— TASK DIRECTIONS —
After locating the line that contains "the white cross" in the records below, write out exactly that line and each line after it through the one that contains "Look at the photo above. For every instance of the scout", and nothing else.

Region pointing data
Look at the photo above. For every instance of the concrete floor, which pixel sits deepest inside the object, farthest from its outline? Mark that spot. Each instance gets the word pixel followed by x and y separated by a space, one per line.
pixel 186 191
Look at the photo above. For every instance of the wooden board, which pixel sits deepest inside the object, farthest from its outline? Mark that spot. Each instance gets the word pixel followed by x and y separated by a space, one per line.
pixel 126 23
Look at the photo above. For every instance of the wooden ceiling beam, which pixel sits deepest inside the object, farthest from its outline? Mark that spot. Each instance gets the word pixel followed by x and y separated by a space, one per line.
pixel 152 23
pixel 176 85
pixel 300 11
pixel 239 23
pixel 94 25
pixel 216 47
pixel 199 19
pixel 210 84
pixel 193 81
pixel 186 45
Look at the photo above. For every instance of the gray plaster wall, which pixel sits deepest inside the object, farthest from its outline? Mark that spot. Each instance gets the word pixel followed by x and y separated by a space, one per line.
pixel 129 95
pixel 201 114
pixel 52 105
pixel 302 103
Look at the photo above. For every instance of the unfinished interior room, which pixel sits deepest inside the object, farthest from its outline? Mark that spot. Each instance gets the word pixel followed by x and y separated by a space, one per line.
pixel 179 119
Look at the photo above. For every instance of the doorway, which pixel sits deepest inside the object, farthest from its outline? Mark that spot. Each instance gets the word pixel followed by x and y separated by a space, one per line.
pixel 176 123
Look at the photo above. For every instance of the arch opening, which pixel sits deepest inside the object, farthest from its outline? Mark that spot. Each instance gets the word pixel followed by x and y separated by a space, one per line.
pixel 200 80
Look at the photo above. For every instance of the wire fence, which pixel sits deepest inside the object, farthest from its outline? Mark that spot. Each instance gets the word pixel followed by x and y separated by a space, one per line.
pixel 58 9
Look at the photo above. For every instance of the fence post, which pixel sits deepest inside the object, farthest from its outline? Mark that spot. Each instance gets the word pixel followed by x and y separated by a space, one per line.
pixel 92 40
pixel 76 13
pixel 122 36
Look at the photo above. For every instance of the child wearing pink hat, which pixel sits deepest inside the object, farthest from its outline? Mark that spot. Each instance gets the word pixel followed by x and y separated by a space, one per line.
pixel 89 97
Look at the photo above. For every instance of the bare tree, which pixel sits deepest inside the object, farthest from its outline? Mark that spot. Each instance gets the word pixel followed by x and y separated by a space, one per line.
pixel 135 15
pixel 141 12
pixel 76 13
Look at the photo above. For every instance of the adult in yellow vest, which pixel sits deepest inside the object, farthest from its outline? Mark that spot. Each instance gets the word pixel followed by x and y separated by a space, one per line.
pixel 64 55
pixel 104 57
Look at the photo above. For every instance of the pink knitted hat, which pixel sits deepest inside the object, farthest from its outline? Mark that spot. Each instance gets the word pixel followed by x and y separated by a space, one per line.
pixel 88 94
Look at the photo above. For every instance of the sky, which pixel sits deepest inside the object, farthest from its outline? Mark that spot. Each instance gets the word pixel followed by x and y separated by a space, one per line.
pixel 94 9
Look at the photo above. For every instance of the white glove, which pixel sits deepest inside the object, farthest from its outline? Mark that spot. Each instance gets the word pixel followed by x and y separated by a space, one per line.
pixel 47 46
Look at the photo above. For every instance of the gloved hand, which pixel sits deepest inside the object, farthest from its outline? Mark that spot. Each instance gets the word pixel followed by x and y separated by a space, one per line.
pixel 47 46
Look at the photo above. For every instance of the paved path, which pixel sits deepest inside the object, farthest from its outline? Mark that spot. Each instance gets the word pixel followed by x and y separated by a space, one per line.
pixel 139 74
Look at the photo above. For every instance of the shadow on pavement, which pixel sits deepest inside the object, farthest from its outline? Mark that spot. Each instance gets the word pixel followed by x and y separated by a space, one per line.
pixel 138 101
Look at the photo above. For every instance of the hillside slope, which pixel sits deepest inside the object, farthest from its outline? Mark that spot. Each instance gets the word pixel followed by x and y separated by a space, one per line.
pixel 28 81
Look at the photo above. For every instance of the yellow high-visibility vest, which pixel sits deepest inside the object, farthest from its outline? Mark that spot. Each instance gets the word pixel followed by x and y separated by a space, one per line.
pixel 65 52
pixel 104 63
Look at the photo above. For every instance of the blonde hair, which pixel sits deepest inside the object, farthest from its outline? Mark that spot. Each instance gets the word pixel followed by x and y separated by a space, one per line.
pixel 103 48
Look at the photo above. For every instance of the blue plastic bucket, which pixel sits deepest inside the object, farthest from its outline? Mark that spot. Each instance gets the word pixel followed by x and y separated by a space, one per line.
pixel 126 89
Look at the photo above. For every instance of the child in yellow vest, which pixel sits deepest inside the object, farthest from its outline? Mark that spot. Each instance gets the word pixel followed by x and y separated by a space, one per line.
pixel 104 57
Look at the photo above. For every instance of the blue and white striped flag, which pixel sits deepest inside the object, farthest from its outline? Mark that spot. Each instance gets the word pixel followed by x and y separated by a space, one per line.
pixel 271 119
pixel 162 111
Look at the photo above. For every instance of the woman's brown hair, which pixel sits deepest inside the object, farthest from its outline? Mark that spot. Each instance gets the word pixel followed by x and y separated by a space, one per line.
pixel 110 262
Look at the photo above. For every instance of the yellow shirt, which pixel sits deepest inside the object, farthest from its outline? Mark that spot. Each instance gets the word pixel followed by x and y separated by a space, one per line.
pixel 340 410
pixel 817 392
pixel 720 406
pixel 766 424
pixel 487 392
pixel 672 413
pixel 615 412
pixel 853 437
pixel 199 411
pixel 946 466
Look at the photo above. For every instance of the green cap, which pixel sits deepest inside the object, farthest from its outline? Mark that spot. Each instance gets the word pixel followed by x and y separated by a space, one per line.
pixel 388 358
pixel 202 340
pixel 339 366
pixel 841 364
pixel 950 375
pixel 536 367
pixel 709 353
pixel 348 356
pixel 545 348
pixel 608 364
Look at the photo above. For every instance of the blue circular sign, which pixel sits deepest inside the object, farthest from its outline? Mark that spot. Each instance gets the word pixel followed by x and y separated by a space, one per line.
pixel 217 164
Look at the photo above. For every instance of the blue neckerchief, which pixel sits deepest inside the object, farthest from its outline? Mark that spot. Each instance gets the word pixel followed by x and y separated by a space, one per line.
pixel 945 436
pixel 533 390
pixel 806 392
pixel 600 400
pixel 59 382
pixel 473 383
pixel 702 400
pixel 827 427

==

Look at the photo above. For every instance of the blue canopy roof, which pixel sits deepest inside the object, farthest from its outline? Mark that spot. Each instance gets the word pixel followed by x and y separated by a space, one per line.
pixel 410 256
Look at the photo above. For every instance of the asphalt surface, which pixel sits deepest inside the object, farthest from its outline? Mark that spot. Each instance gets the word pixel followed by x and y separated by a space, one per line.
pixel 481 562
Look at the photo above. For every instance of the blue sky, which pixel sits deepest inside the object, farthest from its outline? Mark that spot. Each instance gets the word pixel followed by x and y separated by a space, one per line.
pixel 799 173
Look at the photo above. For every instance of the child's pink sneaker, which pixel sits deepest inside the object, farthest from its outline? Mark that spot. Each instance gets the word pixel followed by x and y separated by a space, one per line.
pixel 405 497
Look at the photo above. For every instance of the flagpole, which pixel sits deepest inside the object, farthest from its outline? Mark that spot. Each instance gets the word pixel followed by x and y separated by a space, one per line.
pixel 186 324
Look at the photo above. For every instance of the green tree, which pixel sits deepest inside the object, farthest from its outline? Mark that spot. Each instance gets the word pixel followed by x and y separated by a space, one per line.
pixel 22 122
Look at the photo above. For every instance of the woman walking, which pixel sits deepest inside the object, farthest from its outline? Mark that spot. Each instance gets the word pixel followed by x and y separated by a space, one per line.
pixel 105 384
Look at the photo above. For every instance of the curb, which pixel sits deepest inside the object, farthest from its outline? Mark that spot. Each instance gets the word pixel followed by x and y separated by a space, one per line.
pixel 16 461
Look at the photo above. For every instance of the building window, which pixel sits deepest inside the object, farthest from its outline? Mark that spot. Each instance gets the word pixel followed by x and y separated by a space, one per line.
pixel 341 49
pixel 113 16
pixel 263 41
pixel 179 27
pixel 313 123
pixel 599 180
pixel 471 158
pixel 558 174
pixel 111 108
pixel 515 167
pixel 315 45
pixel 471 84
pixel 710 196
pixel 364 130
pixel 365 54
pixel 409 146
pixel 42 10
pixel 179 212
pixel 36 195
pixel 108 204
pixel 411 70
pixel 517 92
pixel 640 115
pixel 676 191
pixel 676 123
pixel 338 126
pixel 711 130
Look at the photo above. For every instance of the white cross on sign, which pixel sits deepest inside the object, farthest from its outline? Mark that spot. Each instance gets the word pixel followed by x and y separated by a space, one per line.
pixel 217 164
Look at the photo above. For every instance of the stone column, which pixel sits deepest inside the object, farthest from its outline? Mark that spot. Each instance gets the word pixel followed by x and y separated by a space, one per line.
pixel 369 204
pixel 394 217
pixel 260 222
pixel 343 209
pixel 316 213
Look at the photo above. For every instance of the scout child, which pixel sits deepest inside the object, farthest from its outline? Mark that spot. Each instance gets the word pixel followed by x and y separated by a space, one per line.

==

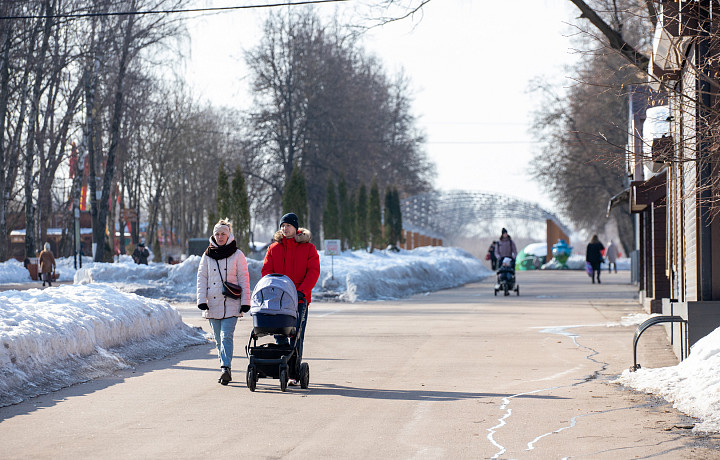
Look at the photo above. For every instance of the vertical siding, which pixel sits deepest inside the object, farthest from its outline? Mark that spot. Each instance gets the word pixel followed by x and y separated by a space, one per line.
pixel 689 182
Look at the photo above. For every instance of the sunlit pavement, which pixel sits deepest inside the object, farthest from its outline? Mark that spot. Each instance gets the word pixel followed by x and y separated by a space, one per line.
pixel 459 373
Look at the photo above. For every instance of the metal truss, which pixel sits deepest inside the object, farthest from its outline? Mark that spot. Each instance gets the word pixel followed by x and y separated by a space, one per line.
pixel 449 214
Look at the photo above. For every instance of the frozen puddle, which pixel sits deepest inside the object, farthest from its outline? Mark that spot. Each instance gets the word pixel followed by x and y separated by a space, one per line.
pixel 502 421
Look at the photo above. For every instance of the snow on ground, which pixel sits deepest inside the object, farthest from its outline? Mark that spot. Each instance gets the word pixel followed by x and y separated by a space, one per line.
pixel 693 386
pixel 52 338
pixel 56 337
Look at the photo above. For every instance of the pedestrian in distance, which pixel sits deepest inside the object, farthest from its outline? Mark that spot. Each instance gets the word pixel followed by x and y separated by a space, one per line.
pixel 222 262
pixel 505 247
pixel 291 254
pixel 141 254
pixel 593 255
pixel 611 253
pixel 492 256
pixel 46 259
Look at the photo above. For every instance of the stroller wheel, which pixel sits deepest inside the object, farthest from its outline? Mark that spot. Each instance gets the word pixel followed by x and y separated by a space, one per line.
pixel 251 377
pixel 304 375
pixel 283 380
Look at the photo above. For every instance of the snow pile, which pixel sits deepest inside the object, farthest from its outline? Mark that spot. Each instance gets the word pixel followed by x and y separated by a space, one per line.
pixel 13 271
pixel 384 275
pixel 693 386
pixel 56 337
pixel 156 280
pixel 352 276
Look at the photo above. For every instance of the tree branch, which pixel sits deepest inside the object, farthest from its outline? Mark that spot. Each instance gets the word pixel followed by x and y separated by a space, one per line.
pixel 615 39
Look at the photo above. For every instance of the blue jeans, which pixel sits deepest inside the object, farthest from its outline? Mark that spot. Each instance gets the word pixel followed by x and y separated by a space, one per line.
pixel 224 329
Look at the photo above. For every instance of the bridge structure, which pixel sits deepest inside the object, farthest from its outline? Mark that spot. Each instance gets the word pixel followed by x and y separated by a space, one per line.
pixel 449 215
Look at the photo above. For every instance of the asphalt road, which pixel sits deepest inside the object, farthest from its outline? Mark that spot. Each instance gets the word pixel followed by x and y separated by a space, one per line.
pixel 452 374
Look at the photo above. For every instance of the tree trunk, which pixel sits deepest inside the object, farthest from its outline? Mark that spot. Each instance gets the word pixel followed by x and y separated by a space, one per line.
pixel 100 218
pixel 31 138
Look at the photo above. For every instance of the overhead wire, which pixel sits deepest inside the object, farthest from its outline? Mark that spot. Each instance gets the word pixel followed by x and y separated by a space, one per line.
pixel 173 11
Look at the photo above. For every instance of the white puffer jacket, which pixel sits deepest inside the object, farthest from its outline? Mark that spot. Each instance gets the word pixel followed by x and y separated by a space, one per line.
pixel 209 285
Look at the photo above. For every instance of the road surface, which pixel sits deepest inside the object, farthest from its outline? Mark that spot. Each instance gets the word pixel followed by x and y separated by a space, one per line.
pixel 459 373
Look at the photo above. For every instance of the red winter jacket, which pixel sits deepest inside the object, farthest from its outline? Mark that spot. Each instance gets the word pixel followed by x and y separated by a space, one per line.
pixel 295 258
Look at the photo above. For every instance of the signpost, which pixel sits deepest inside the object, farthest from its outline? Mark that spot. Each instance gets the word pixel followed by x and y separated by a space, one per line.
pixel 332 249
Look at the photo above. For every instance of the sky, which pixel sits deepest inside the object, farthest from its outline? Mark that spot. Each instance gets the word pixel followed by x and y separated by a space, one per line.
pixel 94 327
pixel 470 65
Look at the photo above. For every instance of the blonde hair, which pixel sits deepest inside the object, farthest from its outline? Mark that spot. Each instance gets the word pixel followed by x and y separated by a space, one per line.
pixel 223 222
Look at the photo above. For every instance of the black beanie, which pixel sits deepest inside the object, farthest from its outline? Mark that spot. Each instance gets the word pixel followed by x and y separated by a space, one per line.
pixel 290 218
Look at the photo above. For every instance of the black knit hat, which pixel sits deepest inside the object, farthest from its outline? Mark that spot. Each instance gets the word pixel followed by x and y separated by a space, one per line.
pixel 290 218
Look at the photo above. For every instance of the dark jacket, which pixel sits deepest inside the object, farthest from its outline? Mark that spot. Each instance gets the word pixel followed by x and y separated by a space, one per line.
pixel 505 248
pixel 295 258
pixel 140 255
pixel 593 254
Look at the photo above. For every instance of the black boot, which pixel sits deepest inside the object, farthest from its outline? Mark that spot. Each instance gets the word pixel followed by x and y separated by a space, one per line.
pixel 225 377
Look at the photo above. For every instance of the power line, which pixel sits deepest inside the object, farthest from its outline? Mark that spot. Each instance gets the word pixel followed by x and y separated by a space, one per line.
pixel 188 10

— ANSWER FOR THE TASK —
Look at the photo above. For every instance of the white cross on sign, which pixel sits deepest inside the object, farthest from its outline? Mark that spot. Each instance gets the word pixel followed by x and y separated by a space, one per line.
pixel 217 164
Look at the photo above. For every instance of the stone column, which pixel sits deepest inside the object, farthest from its outline? Mark that spot. Each instance gets the word pixel followed by x and y separated by a space, one per line.
pixel 369 204
pixel 394 217
pixel 260 222
pixel 343 209
pixel 316 213
Look at the photo above. For every instance of the scout child, which pixel sits deepest inside the object, farthest from its outline? Mark that spot. Each instance gets the word pixel followed by x and y separated by a space, one per line.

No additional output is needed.